• JOB: Change every "Locate" to "Find" in the entries below and copy them out otherwise unchanged, leaving out the pictures.

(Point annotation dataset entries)

- - -

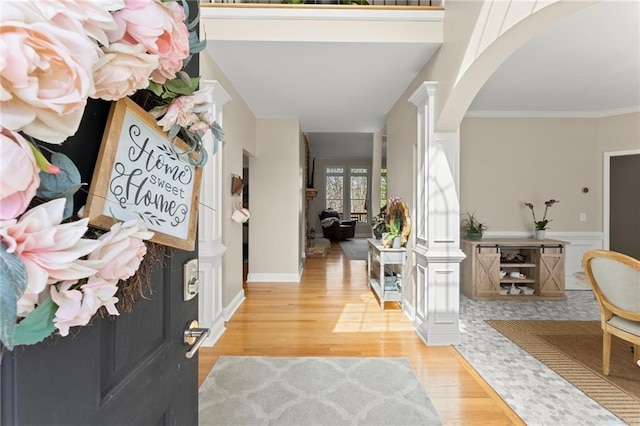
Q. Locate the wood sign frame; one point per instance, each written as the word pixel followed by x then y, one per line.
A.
pixel 138 175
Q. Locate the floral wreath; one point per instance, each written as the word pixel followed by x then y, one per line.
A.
pixel 55 271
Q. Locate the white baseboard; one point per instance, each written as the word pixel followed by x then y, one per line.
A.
pixel 217 329
pixel 228 311
pixel 273 278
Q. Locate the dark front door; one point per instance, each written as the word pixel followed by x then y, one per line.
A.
pixel 125 370
pixel 128 371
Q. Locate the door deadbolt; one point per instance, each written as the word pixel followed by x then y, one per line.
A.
pixel 191 282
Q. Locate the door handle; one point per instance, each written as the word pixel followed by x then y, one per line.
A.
pixel 195 336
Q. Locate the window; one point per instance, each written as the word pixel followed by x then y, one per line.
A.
pixel 334 189
pixel 383 189
pixel 358 193
pixel 351 201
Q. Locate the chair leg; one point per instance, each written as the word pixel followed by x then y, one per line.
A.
pixel 606 352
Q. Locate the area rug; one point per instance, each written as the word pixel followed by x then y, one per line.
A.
pixel 314 391
pixel 573 349
pixel 355 248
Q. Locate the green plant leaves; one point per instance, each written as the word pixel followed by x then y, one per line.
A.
pixel 13 282
pixel 37 326
pixel 60 185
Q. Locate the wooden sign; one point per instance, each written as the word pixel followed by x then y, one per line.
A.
pixel 139 175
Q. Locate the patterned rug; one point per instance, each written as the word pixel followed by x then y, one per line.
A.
pixel 314 391
pixel 573 349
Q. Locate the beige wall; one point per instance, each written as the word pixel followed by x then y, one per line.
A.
pixel 276 191
pixel 239 126
pixel 508 161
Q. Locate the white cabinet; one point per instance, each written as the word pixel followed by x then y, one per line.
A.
pixel 386 269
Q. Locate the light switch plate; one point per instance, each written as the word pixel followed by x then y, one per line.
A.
pixel 191 279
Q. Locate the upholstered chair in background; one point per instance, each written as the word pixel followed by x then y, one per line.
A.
pixel 615 279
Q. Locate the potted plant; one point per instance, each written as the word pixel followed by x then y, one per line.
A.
pixel 471 226
pixel 394 229
pixel 378 223
pixel 541 225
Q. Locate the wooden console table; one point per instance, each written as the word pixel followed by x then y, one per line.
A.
pixel 378 257
pixel 513 269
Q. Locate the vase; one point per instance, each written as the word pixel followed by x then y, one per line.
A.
pixel 397 243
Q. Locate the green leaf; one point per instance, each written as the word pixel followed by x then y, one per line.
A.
pixel 180 87
pixel 13 282
pixel 37 326
pixel 60 185
pixel 155 88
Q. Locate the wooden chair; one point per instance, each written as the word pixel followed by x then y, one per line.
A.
pixel 615 279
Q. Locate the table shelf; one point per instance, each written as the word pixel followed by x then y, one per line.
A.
pixel 378 258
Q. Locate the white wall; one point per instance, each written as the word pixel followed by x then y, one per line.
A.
pixel 276 194
pixel 508 161
pixel 239 126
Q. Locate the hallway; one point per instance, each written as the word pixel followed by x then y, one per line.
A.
pixel 332 312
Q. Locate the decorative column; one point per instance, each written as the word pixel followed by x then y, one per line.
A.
pixel 437 247
pixel 210 247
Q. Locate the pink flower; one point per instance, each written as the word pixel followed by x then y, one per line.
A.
pixel 122 71
pixel 71 310
pixel 184 110
pixel 121 250
pixel 45 71
pixel 174 45
pixel 91 18
pixel 98 292
pixel 49 250
pixel 160 28
pixel 19 178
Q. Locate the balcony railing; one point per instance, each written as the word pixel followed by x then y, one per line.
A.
pixel 415 3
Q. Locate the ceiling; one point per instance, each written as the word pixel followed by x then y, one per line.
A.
pixel 588 64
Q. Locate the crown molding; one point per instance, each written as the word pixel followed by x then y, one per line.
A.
pixel 368 13
pixel 553 114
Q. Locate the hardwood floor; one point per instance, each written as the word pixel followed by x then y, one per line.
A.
pixel 332 312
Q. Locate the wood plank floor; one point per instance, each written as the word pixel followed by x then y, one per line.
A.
pixel 332 312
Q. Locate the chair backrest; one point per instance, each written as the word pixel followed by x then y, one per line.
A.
pixel 615 279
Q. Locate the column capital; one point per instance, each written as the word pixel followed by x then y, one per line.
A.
pixel 422 94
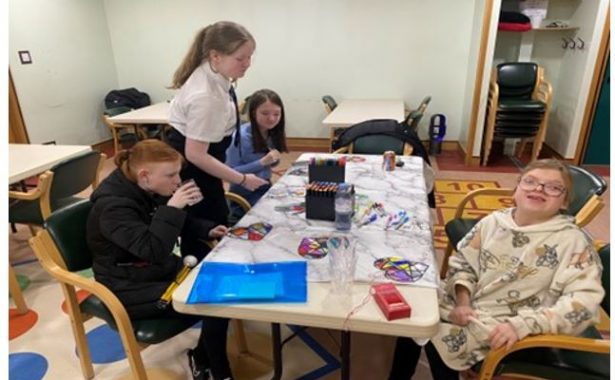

- - -

• RESULT FOR THIS EXERCISE:
Q. Find the wood sign frame; one point per instance, each written as the word pixel followed by x then y, one per line.
A.
pixel 138 175
Q. Find the floral wreath; one point per instance, each written as the word pixel followed by x then y, one per line.
A.
pixel 55 271
Q. Find the white baseboard; one point per instance, each written as the word pixel followed by x then y, one per line.
A.
pixel 217 329
pixel 228 311
pixel 273 278
Q. Find the dark front door; one point per instance, each written as the word pixel followed by x then y, one per line.
A.
pixel 125 370
pixel 128 371
Q. Find the door deadbolt; one point per instance, each written as the word pixel followed by x then y, one per line.
A.
pixel 191 282
Q. Find the door handle; one point per instance, each written as the word pixel followed by x then y, one per line.
A.
pixel 195 336
Q. Find the window; one point per instance, each written as the word pixel followed by x then y, one per line.
A.
pixel 334 189
pixel 383 189
pixel 358 193
pixel 351 201
Q. Find the chair leg; one point per instance, each written as the word pixel followed by x then y, one per line.
A.
pixel 606 352
Q. Find the area rug; one point per instance, each written as the word pixel followed by x then y, one per line.
A.
pixel 314 391
pixel 573 349
pixel 355 248
Q. Find the green plant leaves; one point per instance, each written as the word pixel followed by x then y, one per line.
A.
pixel 13 282
pixel 37 326
pixel 60 185
Q. Find the wooden sign; one point per instance, each written as the word pixel followed by x then y, one per line.
A.
pixel 139 175
Q. Find the patterned rug; one point per instance, each written as the word pixel followed by x then y, one per line.
A.
pixel 314 391
pixel 573 349
Q. Find the beige wall; one point per instance, each written as the word pixel followed by x then y, one per line.
A.
pixel 276 191
pixel 239 126
pixel 508 161
Q. Find the white cabinet; one point per instance, each written as the word pixel followed by x then y, one per line.
A.
pixel 386 269
Q. Find the light switch plate; one point per instance, each written as the word pixel followed by x then y, one per line.
A.
pixel 191 279
Q. Find the upholstered chair in background; one point per instance, each written as the word pixel followed by x then y, one per line.
A.
pixel 615 279
Q. Find the potted plant; one point per instance, each written as the word pixel followed by x then y, one per line.
A.
pixel 471 226
pixel 394 229
pixel 378 223
pixel 541 225
Q. Find the wooden console table; one point per instance, each written as the word pixel followed by x then y, one per line.
A.
pixel 378 257
pixel 513 269
Q. Find the vase; one point per instance, each written as the word pixel followed by x then y, one per line.
A.
pixel 397 243
Q. Find the green leaf; one point per instance, each written as the word pixel followed by x then y, one per line.
A.
pixel 180 87
pixel 13 282
pixel 37 326
pixel 60 185
pixel 155 88
Q. Find the wooden chair; one point per instance, each written as the word pixel followed by x then y, one per line.
A.
pixel 615 279
Q. Find the table shelf; one point per instance, each written as the word pixel followed by x then y, one per line.
A.
pixel 378 258
Q. Find the white wall; one point per instance, each written as the word pixel followed by x then y, one per line.
A.
pixel 276 194
pixel 508 161
pixel 239 126
Q. Find the hallway; one point per instance, each written as the word pixel followed by x then y, one per line.
A.
pixel 332 312
Q. Find the decorative column; one point per instance, each written as the word pixel followed by x then y, one per line.
A.
pixel 437 247
pixel 210 247
Q. Find the pink flower; one point per instance, each written as the word pixel followed by x then y, one per line.
A.
pixel 122 71
pixel 71 310
pixel 184 110
pixel 121 250
pixel 45 71
pixel 174 45
pixel 91 18
pixel 98 292
pixel 49 250
pixel 160 28
pixel 19 178
Q. Find the balcony railing; one point per instance, each written as the word pixel followed by x then y, one per line.
A.
pixel 415 3
Q. Find the ceiling; one point per instance, each written as the word pixel followed by x then y, one per line.
A.
pixel 588 64
Q. Find the crown molding; one point per instance, each written as the word pixel followed by x then y, one per line.
A.
pixel 368 13
pixel 553 114
Q. Find the hardwood floor; one point per instance, each written as the word pixel followed by x then y, one per line.
A.
pixel 332 312
Q. Find the wood plank floor; one point per instance, each written as the word pixel followed by x then y, one per line.
A.
pixel 332 312
Q. Find the chair backrest; one point per instance, each written as the word pixel followed by x then y, one per line.
A.
pixel 615 279
Q. Find the column capital; one point per instance, each written as the word pixel followed by x then y, one per line.
A.
pixel 422 94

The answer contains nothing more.